▶ _Requirement_: Reproduce the records below in full and word for word, excluding pictures.

begin Exercise inputs

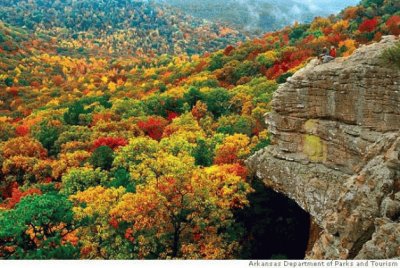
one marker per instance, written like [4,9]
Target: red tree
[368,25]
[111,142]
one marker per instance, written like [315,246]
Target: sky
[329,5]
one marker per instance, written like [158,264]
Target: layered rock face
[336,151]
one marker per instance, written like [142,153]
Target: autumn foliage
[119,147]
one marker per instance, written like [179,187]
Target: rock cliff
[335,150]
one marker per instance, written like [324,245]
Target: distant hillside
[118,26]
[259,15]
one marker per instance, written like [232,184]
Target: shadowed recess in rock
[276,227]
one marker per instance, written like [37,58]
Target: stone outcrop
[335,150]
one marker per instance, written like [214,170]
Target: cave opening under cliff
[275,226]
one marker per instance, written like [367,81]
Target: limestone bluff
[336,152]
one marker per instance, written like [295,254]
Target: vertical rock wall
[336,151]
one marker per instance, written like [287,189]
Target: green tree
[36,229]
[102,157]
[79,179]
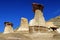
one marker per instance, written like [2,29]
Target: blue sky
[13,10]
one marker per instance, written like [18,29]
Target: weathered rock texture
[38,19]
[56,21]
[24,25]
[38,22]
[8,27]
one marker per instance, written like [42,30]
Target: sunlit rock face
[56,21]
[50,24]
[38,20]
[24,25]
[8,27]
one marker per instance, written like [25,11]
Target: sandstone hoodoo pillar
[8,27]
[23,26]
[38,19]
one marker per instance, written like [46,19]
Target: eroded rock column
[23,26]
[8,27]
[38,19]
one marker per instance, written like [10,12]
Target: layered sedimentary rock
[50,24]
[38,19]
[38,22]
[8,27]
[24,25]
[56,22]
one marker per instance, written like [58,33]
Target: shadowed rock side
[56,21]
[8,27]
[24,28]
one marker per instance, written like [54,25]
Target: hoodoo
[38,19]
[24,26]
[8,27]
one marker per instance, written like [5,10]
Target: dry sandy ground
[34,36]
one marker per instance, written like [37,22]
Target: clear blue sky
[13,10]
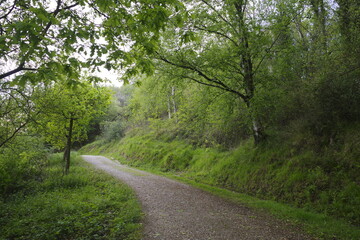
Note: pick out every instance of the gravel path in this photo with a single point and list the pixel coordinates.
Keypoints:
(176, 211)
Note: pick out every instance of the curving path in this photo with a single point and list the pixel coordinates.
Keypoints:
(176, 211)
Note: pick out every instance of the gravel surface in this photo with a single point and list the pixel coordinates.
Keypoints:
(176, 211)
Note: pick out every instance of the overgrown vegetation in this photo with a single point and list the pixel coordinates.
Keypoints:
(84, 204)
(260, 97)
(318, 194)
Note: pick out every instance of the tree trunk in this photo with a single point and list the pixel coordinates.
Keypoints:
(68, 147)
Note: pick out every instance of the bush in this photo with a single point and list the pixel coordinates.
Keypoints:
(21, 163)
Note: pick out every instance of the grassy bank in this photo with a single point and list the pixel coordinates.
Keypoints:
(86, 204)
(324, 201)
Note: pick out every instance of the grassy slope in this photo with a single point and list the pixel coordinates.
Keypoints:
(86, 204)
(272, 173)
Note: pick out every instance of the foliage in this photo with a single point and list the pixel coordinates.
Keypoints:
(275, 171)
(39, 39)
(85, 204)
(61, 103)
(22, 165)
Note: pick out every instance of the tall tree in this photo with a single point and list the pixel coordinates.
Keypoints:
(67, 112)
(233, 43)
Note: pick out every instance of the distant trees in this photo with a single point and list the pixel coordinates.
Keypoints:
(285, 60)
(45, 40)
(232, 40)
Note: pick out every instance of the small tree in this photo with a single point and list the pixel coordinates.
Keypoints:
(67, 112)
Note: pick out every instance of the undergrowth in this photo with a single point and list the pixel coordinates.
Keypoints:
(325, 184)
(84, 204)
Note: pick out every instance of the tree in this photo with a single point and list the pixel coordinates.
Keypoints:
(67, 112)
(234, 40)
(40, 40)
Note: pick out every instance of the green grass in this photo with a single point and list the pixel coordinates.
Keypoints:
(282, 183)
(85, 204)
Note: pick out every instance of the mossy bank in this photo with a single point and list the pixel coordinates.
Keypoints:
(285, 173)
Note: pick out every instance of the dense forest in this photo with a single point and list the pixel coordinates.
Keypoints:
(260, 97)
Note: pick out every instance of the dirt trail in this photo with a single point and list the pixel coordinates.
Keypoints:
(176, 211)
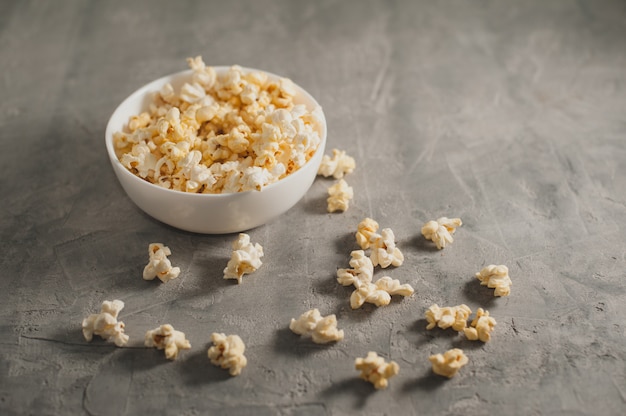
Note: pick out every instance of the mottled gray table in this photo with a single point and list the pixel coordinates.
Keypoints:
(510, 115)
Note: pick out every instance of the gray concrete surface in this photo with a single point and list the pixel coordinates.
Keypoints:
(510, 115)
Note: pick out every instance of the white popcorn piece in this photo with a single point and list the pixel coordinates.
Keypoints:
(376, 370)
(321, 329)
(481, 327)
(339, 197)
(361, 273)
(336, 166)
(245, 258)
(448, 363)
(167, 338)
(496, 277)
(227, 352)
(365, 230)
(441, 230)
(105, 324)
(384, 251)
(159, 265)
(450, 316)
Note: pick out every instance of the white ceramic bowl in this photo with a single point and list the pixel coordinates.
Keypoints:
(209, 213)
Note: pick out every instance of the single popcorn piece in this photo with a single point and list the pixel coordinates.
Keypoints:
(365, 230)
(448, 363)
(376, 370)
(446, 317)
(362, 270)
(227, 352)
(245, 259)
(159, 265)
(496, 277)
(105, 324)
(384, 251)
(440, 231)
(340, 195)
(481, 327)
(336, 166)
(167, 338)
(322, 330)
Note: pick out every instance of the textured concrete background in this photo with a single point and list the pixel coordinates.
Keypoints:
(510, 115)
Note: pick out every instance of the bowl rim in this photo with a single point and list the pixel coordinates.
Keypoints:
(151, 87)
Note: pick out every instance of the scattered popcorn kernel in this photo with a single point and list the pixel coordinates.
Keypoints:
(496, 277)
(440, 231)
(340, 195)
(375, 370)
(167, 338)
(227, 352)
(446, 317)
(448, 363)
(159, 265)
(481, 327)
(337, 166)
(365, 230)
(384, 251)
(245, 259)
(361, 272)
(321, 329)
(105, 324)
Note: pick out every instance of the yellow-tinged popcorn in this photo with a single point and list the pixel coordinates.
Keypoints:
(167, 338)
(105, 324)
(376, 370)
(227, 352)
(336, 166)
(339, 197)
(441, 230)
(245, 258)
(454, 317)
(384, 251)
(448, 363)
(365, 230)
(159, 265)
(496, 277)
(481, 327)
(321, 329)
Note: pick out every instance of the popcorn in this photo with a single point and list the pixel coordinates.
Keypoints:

end Exercise inputs

▶ _The response_:
one marker per instance, written like [4,9]
Target: red tree
[368,25]
[111,142]
one marker per instance, written like [315,246]
Target: sky
[329,5]
one marker per instance, written like [158,264]
Target: layered rock face
[336,151]
one marker per instance, written like [142,153]
Target: autumn foliage
[119,147]
one marker per instance, written like [179,187]
Target: rock cliff
[335,150]
one marker per instance, written like [324,245]
Target: distant hillside
[118,26]
[259,15]
one marker per instance, written like [232,184]
Target: shadowed recess in rock
[276,227]
one marker per instance, written like [37,58]
Target: stone outcrop
[335,150]
one marker per instance, written like [214,170]
Target: cave opening under cliff
[275,226]
one marker per instance, written like [367,81]
Target: limestone bluff
[336,152]
one marker per instance, written like [295,254]
Target: vertical rock wall
[336,151]
one marker per instance, written like [287,189]
Target: green tree
[36,229]
[102,157]
[79,179]
one marker per instance, written like [2,29]
Target: blue sky
[13,10]
one marker per instance, written like [18,29]
Target: weathered rock texture
[38,19]
[56,21]
[24,25]
[38,22]
[8,27]
one marker per instance, written like [42,30]
Target: sunlit rock face
[56,21]
[50,24]
[38,20]
[24,25]
[8,27]
one marker per instance, written like [25,11]
Target: sandstone hoodoo pillar
[8,27]
[23,26]
[38,19]
one marker per instance, written like [46,19]
Target: eroded rock column
[23,26]
[8,27]
[38,19]
one marker per instance, written like [10,12]
Target: layered sedimentary rock
[50,24]
[38,19]
[38,22]
[8,27]
[24,25]
[56,22]
one marker per instance, written like [58,33]
Target: shadowed rock side
[56,21]
[8,27]
[24,28]
one marker per instance, written like [54,25]
Target: hoodoo
[38,19]
[24,26]
[8,27]
one marker per instance, written like [5,10]
Target: dry sandy ground
[34,36]
one marker per instance, written like [37,22]
Target: clear blue sky
[13,10]
Note: pick out every instance of the gravel path in this photo with a single point and list the pixel coordinates.
Keypoints:
(176, 211)
Note: pick out every instance of the curving path in this photo with a single point and list the pixel coordinates.
Keypoints:
(176, 211)
Note: pick out every instance of the gravel surface in this photo with a single point and list the pixel coordinates.
Keypoints:
(176, 211)
Note: pick out every instance of the overgrown vegetation in this photo with a single point and list the pixel coordinates.
Keypoints:
(84, 204)
(260, 97)
(318, 194)
Note: pick out every instance of the tree trunk in this photo with a single point and list the pixel coordinates.
Keypoints:
(68, 147)
Note: pick out every instance of the bush in this photo with a single point and list the pixel coordinates.
Keypoints:
(21, 163)
Note: pick out every instance of the grassy bank in this photo with a single point and list the pixel coordinates.
Keypoints:
(86, 204)
(324, 201)
Note: pick out every instance of the grassy slope in this photo with a single point and list the pixel coordinates.
Keypoints:
(86, 204)
(272, 173)
Note: pick out every instance of the foliage in this photo with a single point and list the pixel coordinates.
Keypoints:
(275, 171)
(39, 39)
(85, 204)
(61, 103)
(22, 165)
Note: pick out every instance of the tall tree in this photo with a single point and list the pixel coordinates.
Keypoints:
(67, 112)
(233, 43)
Note: pick out every instance of the distant trees in this photo with a single point and list the pixel coordinates.
Keypoints:
(285, 60)
(45, 40)
(232, 40)
Note: pick out every instance of the small tree in this photo with a single point and list the pixel coordinates.
Keypoints:
(67, 112)
Note: pick out every instance of the undergrowth in this photo with a single point and list the pixel coordinates.
Keypoints:
(325, 184)
(84, 204)
Note: pick out every instance of the tree in this photo with a single point and list the pixel coordinates.
Keypoints:
(67, 112)
(234, 40)
(40, 40)
Note: pick out every instance of the green grass in this photo with a single point and list the pixel coordinates.
Keypoints:
(282, 183)
(85, 204)
Note: pick out every instance of the mossy bank in this photo with a single point and list the pixel coordinates.
Keypoints:
(285, 173)
Note: pick out every instance of the dense forest in this photo with a single point and list the pixel coordinates.
Keypoints:
(260, 97)
Note: pick out every instance of the dirt trail in this photo with a single point and list the pixel coordinates.
Keypoints:
(176, 211)
Note: pick out every instance of the mottled gray table in this photo with a single point and list the pixel coordinates.
Keypoints:
(510, 115)
Note: pick out every instance of the gray concrete surface in this photo with a single point and list the pixel coordinates.
Keypoints:
(510, 115)
Note: pick out every instance of the white popcorn piece in this photo with a single point and list the pixel coordinates.
Keypoints:
(376, 370)
(321, 329)
(481, 327)
(339, 197)
(361, 273)
(336, 166)
(245, 258)
(448, 363)
(167, 338)
(496, 277)
(227, 352)
(365, 230)
(441, 230)
(105, 324)
(384, 251)
(159, 265)
(450, 316)
Note: pick out every instance of the white ceramic bowl in this photo with a single point and list the pixel coordinates.
Keypoints:
(209, 213)
Note: pick out every instance of the single popcorn piece in this photo with a single point and list the pixel coordinates.
Keypoints:
(365, 230)
(448, 363)
(376, 370)
(446, 317)
(362, 270)
(227, 352)
(245, 259)
(159, 265)
(496, 277)
(105, 324)
(384, 251)
(440, 231)
(340, 195)
(481, 327)
(336, 166)
(167, 338)
(322, 330)
Note: pick out every instance of the textured concrete background in this photo with a single point and list the pixel coordinates.
Keypoints:
(510, 115)
Note: pick out every instance of the bowl rim in this photo with a single point and list the pixel coordinates.
Keypoints:
(151, 87)
Note: pick out every instance of the scattered popcorn kernel in this photo with a single point and list the pixel coordinates.
Keypoints:
(496, 277)
(440, 231)
(340, 195)
(375, 370)
(167, 338)
(227, 352)
(446, 317)
(448, 363)
(159, 265)
(481, 327)
(337, 166)
(365, 230)
(384, 251)
(245, 259)
(361, 272)
(321, 329)
(105, 324)
Note: pick out every instance of the yellow-tinged popcorn in this photo with a single point and list the pixel coordinates.
Keypoints:
(167, 338)
(105, 324)
(376, 370)
(227, 352)
(336, 166)
(339, 197)
(441, 230)
(245, 258)
(454, 317)
(384, 251)
(448, 363)
(365, 230)
(159, 265)
(496, 277)
(481, 327)
(321, 329)
Note: pick out every instance of the popcorn in this photo with a single point and list the pixel coordinates.
Keypoints:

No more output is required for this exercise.